## GIVEN EXERCISE
Find every line in the records below that contains the word "older", matching case exactly, and copy each of those lines.

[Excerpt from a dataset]
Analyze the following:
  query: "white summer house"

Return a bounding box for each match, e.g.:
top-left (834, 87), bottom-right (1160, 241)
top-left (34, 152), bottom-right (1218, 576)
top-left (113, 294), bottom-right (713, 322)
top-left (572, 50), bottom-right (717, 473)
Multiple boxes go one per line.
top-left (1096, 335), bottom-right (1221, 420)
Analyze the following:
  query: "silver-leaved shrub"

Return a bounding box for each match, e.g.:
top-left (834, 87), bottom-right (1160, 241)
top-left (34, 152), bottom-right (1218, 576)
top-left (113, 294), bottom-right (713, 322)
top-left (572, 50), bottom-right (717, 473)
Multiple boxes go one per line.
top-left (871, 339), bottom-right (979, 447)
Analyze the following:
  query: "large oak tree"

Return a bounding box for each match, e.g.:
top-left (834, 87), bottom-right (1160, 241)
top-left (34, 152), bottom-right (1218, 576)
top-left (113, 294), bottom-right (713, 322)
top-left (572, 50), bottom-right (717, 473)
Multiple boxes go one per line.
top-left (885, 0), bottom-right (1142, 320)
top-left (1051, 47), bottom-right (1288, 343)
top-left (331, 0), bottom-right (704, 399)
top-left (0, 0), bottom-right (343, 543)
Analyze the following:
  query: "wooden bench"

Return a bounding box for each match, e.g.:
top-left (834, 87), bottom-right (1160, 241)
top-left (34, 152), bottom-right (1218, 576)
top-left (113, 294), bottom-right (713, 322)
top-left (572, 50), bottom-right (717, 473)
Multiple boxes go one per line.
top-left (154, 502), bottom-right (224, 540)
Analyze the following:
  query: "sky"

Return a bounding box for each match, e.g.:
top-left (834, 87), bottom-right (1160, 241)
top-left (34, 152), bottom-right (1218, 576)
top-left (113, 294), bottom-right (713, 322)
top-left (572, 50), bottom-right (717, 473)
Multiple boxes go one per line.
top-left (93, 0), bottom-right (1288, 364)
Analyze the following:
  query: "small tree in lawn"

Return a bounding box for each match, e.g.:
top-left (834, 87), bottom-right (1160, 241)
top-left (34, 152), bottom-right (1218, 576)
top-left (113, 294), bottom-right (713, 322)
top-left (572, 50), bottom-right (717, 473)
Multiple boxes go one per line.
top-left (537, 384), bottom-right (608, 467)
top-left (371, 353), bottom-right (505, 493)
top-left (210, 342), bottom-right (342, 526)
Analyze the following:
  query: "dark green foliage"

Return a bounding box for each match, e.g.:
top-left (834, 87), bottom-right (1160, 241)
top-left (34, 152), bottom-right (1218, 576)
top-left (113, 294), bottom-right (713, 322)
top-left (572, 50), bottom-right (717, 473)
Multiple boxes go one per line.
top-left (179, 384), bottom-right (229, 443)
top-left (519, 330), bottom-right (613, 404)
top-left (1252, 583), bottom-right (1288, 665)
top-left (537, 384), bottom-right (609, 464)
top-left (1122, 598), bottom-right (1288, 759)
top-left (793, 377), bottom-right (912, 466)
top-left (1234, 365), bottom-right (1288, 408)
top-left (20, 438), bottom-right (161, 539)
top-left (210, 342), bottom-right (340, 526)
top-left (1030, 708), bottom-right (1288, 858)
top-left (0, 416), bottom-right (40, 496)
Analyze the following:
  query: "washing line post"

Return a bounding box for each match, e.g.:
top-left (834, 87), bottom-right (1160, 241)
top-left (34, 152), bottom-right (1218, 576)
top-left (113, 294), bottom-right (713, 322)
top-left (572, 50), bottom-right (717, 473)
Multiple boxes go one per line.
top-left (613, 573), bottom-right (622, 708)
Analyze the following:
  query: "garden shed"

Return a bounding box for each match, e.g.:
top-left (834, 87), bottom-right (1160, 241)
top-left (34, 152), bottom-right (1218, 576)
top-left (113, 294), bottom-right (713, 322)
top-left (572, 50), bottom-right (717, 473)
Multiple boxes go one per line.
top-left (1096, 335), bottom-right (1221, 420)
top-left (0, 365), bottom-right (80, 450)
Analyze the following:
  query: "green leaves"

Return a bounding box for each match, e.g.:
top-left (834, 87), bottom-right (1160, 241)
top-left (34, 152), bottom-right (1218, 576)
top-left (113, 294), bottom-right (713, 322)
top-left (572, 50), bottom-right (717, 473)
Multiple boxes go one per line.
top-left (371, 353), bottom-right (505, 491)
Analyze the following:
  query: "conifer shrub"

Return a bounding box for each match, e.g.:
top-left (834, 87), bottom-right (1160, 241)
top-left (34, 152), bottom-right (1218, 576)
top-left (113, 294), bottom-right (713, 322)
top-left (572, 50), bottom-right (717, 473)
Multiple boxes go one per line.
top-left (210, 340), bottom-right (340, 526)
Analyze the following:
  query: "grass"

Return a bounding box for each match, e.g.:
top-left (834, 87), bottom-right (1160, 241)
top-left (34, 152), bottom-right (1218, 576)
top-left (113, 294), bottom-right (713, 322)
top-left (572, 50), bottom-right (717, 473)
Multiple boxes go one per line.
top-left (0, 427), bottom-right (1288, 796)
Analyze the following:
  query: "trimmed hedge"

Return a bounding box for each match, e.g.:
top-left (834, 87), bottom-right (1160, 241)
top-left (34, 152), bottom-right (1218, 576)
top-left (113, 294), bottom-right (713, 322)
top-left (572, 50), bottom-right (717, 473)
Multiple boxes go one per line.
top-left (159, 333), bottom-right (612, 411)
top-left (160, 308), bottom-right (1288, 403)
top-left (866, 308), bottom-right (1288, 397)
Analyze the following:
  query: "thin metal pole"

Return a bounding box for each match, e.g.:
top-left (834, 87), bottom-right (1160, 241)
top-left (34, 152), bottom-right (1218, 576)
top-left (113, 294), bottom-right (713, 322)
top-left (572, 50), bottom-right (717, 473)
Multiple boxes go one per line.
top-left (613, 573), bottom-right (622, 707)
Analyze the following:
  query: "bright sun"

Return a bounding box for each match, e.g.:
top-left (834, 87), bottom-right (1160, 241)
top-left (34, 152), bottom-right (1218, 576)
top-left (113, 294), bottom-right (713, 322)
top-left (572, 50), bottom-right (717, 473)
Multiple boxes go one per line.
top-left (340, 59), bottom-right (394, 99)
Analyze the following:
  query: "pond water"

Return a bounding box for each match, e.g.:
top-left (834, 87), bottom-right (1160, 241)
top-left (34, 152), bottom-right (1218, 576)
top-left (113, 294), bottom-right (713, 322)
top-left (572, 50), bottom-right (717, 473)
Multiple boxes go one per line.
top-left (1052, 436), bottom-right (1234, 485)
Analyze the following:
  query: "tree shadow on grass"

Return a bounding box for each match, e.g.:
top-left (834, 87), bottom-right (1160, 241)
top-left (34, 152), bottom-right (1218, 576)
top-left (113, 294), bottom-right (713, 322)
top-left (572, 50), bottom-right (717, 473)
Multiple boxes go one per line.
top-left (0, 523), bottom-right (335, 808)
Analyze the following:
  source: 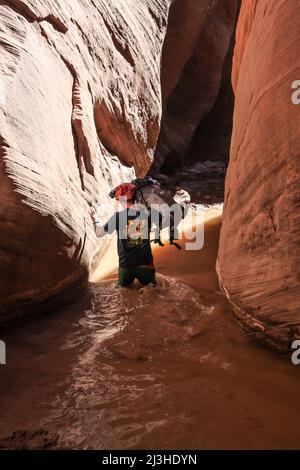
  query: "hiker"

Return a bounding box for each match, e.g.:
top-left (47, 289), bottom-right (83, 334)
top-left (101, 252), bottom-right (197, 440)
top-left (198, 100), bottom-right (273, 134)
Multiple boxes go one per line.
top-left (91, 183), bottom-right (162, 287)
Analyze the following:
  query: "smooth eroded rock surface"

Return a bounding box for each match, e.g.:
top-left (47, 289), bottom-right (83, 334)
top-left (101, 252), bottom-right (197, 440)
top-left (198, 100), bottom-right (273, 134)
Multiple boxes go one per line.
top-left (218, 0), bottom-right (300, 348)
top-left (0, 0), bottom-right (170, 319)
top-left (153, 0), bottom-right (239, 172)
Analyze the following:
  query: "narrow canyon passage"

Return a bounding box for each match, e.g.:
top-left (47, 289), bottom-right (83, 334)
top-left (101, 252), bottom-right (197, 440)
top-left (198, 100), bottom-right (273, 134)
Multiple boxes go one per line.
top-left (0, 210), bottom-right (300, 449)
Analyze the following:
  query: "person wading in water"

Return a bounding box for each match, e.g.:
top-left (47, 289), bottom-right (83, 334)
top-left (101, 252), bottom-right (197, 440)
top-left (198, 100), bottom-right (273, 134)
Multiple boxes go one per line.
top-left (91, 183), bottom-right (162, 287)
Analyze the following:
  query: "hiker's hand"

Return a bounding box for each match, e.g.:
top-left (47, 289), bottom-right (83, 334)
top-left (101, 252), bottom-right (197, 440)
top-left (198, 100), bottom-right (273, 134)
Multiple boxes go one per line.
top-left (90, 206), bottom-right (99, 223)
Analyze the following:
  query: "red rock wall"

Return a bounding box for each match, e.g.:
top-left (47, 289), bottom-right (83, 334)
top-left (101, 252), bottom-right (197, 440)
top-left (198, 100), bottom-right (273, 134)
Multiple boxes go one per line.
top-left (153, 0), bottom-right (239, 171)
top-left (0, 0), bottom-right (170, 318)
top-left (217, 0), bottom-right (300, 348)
* * *
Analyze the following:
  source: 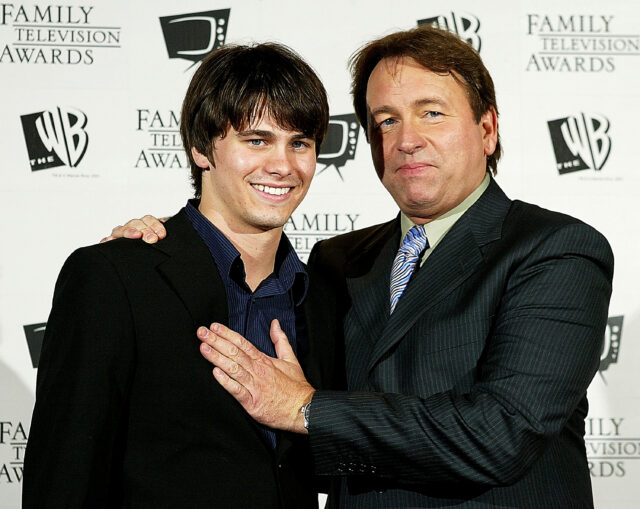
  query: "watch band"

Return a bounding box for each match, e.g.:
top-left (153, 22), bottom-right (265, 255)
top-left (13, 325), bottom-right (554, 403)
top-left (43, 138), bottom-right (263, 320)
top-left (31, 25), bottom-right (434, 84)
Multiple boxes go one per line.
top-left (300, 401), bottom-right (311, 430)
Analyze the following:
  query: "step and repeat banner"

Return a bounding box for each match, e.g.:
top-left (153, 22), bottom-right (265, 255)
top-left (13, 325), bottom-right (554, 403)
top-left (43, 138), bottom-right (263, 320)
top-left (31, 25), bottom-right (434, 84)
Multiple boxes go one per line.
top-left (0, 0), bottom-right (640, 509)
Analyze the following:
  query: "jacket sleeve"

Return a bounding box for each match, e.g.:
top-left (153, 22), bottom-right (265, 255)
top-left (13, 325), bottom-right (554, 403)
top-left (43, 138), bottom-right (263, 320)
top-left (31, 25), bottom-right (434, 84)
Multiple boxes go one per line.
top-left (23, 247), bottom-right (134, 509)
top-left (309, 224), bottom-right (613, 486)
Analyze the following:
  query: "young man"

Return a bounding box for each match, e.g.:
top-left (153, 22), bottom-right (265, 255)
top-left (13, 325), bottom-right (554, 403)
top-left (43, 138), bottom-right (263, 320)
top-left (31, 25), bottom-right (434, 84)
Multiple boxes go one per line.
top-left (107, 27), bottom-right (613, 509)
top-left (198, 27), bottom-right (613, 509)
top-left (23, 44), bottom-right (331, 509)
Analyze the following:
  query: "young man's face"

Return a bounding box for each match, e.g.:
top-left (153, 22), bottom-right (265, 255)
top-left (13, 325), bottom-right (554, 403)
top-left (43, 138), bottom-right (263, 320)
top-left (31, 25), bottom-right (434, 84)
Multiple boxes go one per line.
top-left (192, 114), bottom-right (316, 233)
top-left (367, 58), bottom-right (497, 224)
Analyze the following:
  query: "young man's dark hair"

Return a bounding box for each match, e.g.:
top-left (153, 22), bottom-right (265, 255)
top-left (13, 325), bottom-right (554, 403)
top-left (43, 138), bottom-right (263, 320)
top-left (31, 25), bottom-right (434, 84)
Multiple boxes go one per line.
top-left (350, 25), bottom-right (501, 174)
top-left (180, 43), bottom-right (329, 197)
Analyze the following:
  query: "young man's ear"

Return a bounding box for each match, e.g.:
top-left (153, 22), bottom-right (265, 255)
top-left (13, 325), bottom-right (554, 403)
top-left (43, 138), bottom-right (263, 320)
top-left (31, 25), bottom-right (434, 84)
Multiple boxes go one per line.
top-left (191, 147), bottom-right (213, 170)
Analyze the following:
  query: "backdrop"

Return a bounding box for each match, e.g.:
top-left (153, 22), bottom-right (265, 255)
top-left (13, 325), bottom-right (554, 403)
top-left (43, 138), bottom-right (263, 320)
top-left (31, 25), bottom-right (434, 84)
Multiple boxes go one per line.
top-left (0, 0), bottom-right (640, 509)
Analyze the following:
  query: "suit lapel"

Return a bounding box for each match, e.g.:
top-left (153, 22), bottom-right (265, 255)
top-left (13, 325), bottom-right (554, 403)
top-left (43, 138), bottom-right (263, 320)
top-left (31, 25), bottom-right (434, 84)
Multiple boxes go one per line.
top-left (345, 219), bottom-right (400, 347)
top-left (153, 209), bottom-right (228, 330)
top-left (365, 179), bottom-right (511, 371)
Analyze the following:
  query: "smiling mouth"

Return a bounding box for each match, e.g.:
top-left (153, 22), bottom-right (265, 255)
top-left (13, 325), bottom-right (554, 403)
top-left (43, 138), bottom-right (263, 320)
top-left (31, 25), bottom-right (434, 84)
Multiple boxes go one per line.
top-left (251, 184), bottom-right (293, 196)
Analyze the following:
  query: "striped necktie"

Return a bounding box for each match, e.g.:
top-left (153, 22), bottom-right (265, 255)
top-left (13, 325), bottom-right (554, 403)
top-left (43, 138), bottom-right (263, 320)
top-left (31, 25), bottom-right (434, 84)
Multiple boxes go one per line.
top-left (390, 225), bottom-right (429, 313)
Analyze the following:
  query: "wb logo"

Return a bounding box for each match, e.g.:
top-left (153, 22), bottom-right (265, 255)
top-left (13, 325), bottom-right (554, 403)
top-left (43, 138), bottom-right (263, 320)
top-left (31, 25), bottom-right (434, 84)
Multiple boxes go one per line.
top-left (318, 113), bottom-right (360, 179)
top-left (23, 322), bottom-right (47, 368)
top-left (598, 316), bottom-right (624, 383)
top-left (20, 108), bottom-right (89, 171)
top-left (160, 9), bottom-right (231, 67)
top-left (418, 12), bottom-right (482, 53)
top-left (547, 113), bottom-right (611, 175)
--
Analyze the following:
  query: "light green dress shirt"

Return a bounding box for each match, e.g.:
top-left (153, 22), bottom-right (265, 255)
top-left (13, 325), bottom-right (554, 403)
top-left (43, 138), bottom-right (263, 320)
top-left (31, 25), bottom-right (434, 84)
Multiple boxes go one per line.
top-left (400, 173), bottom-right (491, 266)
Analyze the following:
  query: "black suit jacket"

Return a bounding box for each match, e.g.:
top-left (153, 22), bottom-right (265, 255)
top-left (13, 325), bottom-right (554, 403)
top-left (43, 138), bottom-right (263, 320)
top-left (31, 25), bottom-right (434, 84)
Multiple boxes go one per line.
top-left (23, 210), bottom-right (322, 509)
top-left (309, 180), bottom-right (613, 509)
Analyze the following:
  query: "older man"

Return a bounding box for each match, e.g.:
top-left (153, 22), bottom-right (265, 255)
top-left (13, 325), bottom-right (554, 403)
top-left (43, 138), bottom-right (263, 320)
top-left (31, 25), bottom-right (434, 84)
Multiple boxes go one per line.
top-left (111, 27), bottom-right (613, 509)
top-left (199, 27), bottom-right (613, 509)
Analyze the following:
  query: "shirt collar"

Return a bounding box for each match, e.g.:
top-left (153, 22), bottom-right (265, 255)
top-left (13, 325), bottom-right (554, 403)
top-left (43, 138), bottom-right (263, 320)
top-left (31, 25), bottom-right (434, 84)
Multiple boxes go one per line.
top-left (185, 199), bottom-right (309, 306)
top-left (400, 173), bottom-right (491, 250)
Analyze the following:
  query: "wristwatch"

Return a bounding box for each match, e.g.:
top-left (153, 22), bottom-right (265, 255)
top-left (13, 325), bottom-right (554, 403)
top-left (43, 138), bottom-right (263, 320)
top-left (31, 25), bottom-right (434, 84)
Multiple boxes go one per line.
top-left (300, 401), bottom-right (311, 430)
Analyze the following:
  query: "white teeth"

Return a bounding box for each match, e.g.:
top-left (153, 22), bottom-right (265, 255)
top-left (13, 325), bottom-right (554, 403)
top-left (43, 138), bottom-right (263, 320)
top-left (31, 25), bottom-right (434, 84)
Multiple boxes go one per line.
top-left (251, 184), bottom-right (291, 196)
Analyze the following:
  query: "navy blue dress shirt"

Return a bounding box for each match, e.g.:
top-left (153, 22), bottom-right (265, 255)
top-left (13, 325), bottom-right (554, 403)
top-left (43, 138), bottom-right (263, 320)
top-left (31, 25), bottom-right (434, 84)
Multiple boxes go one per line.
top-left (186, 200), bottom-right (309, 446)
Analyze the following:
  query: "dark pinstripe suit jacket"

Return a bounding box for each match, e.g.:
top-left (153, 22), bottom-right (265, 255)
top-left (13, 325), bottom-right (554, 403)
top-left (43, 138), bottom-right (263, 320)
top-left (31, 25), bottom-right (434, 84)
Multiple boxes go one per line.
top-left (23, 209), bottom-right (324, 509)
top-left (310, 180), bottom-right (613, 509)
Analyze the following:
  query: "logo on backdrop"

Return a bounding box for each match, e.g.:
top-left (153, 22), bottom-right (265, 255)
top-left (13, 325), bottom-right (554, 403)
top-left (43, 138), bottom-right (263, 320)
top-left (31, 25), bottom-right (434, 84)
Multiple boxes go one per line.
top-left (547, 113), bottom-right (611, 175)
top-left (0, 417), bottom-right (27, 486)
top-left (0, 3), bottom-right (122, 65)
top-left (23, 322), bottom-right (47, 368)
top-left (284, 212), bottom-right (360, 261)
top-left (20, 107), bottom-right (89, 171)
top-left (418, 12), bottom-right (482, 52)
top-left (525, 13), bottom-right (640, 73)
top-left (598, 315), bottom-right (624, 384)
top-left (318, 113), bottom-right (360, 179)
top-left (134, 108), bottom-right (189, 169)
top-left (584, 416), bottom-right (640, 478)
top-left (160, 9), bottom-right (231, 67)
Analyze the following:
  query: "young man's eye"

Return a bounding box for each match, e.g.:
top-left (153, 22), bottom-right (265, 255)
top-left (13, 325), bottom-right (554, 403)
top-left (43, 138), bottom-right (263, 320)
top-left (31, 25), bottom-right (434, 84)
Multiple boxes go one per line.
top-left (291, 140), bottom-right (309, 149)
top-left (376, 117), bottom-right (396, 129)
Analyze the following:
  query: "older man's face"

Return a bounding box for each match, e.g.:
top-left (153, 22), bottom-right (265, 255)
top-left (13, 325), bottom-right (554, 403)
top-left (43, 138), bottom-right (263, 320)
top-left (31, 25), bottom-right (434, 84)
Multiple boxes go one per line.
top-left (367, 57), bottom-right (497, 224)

## EXERCISE SOLUTION
  query: "older man"
  query: "older man's face"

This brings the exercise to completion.